▸ **Vorliegender Text**:
──────────────────────────────

Entscheidungsstichwort (Thema)
Bestechlichkeit
Tenor
1. Auf die Revision des Angeklagten wird das Urteil des Landgerichts Magdeburg vom 15. Februar 1999, soweit es ihn betrifft, mit den Feststellungen aufgehoben.
2. Die Sache wird zu neuer Verhandlung und Entscheidung, auch über die Kosten des Rechtsmittels, an eine andere Wirtschaftsstrafkammer des Landgerichts zurückverwiesen.
Gründe
Das Landgericht hat den Angeklagten wegen Bestechlichkeit in Tateinheit mit Beihilfe zur Untreue zu einer Freiheitsstrafe von drei Jahren und drei Monaten verurteilt. Seine auf die Verletzung formellen und materiellen Rechts gestützte Revision hat mit der Sachrüge Erfolg.

──────────────────────────────

[Ein Datenblock]
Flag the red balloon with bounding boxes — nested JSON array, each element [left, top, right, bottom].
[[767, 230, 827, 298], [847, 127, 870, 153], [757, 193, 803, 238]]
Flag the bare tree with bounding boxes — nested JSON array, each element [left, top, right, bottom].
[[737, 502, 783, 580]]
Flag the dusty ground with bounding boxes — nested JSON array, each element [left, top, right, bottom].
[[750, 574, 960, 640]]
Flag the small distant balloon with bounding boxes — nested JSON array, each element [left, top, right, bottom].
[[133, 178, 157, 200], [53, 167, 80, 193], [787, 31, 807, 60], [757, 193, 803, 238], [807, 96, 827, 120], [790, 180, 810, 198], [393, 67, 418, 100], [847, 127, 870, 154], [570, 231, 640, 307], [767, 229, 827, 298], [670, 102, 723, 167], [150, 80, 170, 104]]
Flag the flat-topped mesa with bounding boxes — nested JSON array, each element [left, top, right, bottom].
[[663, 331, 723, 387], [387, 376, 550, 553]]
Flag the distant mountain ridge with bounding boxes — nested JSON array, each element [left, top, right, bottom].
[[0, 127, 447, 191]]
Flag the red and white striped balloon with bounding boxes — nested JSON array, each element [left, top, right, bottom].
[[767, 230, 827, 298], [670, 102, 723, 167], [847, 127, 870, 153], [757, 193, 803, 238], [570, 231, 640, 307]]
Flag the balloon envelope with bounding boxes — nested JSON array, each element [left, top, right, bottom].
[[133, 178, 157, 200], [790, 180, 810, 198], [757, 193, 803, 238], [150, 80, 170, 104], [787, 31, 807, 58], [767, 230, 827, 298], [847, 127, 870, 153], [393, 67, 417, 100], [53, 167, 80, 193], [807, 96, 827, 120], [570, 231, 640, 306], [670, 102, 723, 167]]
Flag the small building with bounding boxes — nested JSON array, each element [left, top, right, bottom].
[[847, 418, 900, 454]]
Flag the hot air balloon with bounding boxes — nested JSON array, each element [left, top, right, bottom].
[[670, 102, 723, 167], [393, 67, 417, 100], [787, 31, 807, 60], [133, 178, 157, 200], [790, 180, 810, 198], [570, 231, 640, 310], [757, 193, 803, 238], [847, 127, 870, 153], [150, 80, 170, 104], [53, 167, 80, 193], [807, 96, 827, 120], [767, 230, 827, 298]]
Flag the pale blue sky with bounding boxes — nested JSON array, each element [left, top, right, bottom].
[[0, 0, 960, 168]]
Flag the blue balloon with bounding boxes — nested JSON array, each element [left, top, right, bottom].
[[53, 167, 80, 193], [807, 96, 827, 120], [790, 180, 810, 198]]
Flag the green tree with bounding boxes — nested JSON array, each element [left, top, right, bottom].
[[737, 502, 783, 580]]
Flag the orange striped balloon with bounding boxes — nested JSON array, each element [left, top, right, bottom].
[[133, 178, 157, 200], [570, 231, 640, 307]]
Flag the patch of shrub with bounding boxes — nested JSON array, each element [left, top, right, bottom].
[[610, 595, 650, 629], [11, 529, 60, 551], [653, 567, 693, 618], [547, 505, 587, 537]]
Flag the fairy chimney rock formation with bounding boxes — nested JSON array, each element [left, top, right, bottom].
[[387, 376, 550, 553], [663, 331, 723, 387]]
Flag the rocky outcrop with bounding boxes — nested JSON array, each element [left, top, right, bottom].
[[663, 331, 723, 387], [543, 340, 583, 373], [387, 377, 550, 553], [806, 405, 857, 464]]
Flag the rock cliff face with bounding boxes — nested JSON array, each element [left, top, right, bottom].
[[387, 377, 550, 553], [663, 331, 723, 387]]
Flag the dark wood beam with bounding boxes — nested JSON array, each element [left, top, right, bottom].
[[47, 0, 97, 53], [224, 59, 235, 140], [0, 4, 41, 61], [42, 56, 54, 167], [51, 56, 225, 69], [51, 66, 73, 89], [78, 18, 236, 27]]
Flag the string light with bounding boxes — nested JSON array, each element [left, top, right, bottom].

──────────────────────────────

Geben Sie an, zu welcher Freiheitsstrafe das Landgericht den Angeklagten laut dem vorliegenden Text verurteilt hat.

Zu einer Freiheitsstrafe von drei Jahren und drei Monaten.